Please answer these questions from the abstract:
1. Which accident does it name as the point since which fuel safety has been the main challenge?
2. Whose properties were implemented in the modified TRANSURANUS code as cladding material?
3. For which cladding material were the results from the original code version obtained?

SOURCE DOCUMENT:
# # #

Fuel performance of iron-based alloy cladding using modified TRANSURANUS code

Abstract

The main challenge in the nuclear area since the Fukushima Daiichi accident is to develop fuel materials to be applied in nuclear reactors aiming to increase the safety under normal operation as well as transient and accident conditions. These efforts are concentrated in the Advanced Technology Fuel (ATF) program that has as main scopes to study cladding materials to replace the zirconium-based alloys, and fuel materials presenting higher thermal conductivity compared to the conventional uranium dioxide fuel pellet. In this sense, iron-based alloys, which were used with a good performance as cladding material in the first Pressurized Water Reactors (PWR), have becoming a good option. The assessment of the behavior of different materials previously to perform irradiation tests, which are time consuming, can be performed using fuel performance codes, but for this, the conventional fuel performance codes must be modified to implement the properties of the materials that are being studied. This paper presents the results obtained using a modified version of the well-known TRANSURANUS code, obtained from the implementation of the stainless steel 348 properties as cladding material. The simulations were performed using data available in the open literature related to a PWR irradiation experiment. The results obtained using the modified version of the code were compared to those obtained using the original code version for zircaloy-4. The performance of both cladding materials was evaluated by means of the comparison of parameters such as gap thickness, fuel centerline temperature, internal pressure, and cladding stress and strain.

# # #

SOURCE MATERIAL:
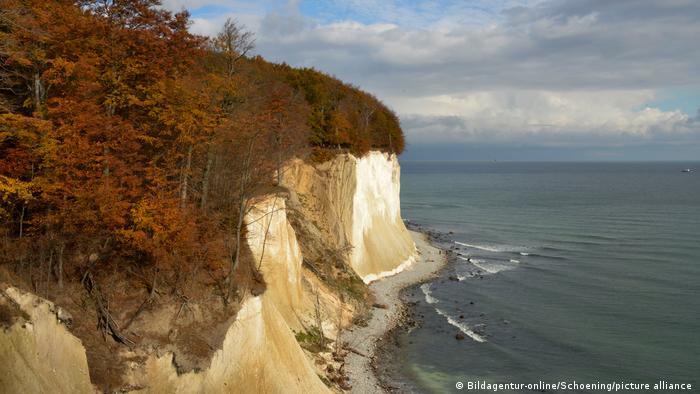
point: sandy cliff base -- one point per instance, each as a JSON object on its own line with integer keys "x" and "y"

# # #

WRITTEN REPLY:
1. The Fukushima Daiichi accident.
2. Stainless steel 348.
3. Zircaloy-4.